## BEGIN Rows

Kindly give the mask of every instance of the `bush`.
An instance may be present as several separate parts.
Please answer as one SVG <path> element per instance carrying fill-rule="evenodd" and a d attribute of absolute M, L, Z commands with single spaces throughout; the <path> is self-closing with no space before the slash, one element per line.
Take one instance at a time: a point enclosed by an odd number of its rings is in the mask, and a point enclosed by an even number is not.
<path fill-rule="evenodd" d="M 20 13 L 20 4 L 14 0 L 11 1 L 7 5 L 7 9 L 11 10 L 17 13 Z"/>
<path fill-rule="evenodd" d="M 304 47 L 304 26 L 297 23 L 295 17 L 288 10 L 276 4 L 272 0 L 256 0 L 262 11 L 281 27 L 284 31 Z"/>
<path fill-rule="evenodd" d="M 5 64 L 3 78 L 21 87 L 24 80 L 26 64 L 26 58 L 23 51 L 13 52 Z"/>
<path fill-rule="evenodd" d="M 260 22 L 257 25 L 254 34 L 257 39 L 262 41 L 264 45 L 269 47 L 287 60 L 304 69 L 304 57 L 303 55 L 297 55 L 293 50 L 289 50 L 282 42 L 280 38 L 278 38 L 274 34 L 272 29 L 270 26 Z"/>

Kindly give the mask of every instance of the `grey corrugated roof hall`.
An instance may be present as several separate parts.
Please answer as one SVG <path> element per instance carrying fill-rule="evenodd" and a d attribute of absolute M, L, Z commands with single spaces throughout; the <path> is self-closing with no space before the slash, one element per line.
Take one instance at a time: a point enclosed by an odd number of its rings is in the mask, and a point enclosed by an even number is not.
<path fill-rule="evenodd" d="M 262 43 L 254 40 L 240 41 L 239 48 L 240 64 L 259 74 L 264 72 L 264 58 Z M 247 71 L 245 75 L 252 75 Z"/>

## END Rows

Please quote the data above in full, with no line missing.

▶ [Solution]:
Kindly give the mask of every instance of the `bush`.
An instance may be present as several separate parts.
Please answer as one SVG <path> element per instance carrying fill-rule="evenodd" and a d attribute of absolute M, L, Z commands with single spaces throughout; the <path> is self-closing with no space before the slash, one element per line.
Take one instance at a time: a point enclosed by an odd number of its rings is in the mask, and a point enclosed by an even number is not.
<path fill-rule="evenodd" d="M 20 13 L 20 4 L 14 0 L 11 1 L 7 5 L 7 9 L 11 10 L 17 13 Z"/>
<path fill-rule="evenodd" d="M 304 47 L 304 26 L 297 23 L 295 17 L 288 10 L 276 4 L 272 0 L 256 0 L 262 11 L 281 27 L 284 31 Z"/>
<path fill-rule="evenodd" d="M 5 64 L 3 78 L 21 87 L 24 80 L 26 64 L 26 58 L 23 51 L 13 52 Z"/>
<path fill-rule="evenodd" d="M 260 22 L 257 25 L 254 34 L 257 39 L 262 41 L 264 45 L 269 47 L 287 60 L 304 69 L 304 57 L 303 55 L 297 55 L 293 50 L 289 50 L 282 42 L 280 38 L 278 38 L 274 34 L 272 29 L 270 26 Z"/>

Kindly give the mask of every instance of the `grey corrugated roof hall`.
An instance may be present as several separate parts.
Please answer as one SVG <path> element per instance carrying fill-rule="evenodd" and a d attribute of absolute M, L, Z commands with single spaces throughout; the <path> is self-closing with no space before the slash, one element per line.
Take one instance at a time: a point enclosed by an odd number of its rings is in the mask, and a point enclosed by an even number is not.
<path fill-rule="evenodd" d="M 262 43 L 254 40 L 240 41 L 239 48 L 240 64 L 259 74 L 264 72 L 264 58 Z M 247 71 L 245 75 L 252 75 Z"/>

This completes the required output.